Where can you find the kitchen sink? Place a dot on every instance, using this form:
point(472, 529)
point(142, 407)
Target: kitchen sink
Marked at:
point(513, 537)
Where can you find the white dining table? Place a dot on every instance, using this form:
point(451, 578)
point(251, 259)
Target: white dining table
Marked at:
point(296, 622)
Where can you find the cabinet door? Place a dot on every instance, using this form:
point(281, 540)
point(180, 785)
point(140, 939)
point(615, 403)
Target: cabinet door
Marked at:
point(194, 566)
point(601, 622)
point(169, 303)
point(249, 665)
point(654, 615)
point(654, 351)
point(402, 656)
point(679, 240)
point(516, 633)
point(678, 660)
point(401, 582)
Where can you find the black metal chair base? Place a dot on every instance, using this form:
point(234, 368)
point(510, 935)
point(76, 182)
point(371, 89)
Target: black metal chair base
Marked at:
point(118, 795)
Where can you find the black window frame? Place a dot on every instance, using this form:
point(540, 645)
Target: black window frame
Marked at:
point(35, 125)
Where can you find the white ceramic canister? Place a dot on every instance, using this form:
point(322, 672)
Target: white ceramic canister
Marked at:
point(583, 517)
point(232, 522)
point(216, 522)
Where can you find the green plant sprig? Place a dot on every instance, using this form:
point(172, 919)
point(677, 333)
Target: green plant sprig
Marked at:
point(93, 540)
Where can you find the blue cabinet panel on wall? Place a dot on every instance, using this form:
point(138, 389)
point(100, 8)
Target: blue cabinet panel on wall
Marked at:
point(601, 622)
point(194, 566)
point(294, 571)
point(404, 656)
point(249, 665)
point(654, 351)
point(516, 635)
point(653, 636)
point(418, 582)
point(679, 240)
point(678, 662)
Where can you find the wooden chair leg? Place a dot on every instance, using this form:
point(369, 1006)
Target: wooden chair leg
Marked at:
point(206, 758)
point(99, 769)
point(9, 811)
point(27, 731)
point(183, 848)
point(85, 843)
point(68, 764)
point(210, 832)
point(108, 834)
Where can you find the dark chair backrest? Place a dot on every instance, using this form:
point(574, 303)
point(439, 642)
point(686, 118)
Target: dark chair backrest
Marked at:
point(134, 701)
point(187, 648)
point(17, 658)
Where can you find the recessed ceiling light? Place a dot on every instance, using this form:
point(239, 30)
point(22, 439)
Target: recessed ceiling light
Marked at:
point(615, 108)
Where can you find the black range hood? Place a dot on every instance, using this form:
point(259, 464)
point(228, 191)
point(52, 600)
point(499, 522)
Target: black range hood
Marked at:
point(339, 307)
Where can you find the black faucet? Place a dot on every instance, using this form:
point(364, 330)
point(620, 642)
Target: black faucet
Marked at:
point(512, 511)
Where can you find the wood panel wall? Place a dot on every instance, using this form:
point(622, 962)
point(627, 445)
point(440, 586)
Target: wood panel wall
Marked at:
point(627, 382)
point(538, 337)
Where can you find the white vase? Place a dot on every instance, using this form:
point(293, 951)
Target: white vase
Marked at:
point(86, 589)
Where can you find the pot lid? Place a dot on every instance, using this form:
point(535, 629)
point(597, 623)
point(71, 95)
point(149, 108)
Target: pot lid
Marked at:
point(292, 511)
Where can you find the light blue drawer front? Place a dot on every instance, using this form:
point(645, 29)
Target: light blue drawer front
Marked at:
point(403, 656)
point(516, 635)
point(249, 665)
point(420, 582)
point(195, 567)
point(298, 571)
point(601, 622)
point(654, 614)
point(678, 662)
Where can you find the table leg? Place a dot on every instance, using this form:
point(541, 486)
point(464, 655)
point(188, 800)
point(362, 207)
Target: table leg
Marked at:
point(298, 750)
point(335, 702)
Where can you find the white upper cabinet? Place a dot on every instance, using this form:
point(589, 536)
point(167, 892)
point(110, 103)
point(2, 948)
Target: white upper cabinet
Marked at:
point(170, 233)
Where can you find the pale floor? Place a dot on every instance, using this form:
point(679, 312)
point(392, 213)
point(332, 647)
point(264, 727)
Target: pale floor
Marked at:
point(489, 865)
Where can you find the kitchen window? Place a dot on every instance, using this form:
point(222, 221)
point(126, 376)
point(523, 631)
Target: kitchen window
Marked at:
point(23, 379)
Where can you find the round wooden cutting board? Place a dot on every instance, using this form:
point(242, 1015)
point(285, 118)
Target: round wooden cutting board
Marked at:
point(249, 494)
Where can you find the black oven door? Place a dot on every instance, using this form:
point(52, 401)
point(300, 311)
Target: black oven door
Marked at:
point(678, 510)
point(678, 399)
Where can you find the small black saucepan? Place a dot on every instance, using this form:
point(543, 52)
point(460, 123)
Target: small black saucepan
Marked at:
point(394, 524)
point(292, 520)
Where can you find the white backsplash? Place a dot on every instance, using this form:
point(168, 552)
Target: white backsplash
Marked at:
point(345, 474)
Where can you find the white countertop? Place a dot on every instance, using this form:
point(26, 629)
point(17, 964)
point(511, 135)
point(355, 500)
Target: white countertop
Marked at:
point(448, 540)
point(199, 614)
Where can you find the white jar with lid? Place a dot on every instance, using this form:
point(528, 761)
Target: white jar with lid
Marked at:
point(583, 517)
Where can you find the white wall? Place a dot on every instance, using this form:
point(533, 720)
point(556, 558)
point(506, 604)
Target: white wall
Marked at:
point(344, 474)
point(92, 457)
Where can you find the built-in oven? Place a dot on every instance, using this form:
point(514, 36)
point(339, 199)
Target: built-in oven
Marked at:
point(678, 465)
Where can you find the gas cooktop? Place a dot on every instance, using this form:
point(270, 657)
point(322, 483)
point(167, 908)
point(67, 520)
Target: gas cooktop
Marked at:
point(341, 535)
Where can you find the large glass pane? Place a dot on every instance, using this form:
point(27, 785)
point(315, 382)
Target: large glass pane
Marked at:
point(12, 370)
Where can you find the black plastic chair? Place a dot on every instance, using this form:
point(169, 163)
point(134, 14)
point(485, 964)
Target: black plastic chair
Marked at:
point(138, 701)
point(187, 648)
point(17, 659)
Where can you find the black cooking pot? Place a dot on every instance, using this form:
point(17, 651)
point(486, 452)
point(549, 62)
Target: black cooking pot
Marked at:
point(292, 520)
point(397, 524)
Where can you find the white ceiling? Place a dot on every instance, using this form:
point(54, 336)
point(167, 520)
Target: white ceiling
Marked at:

- TASK REQUIREMENTS
Copy exactly the lines of the listing above, beginning at the line with "point(485, 964)" and ending at its final line; write out nothing else.

- EXPECTED ANSWER
point(485, 964)
Target: black plastic chair
Marked at:
point(138, 701)
point(187, 648)
point(17, 659)
Where can you find the black cooking pot? Place a dot on every instance, using this form:
point(17, 651)
point(486, 452)
point(549, 62)
Target: black cooking pot
Marked at:
point(292, 520)
point(397, 524)
Where can you find the white ceiling? Place a dot on every instance, using this form:
point(54, 336)
point(167, 520)
Target: white ceiling
Marked at:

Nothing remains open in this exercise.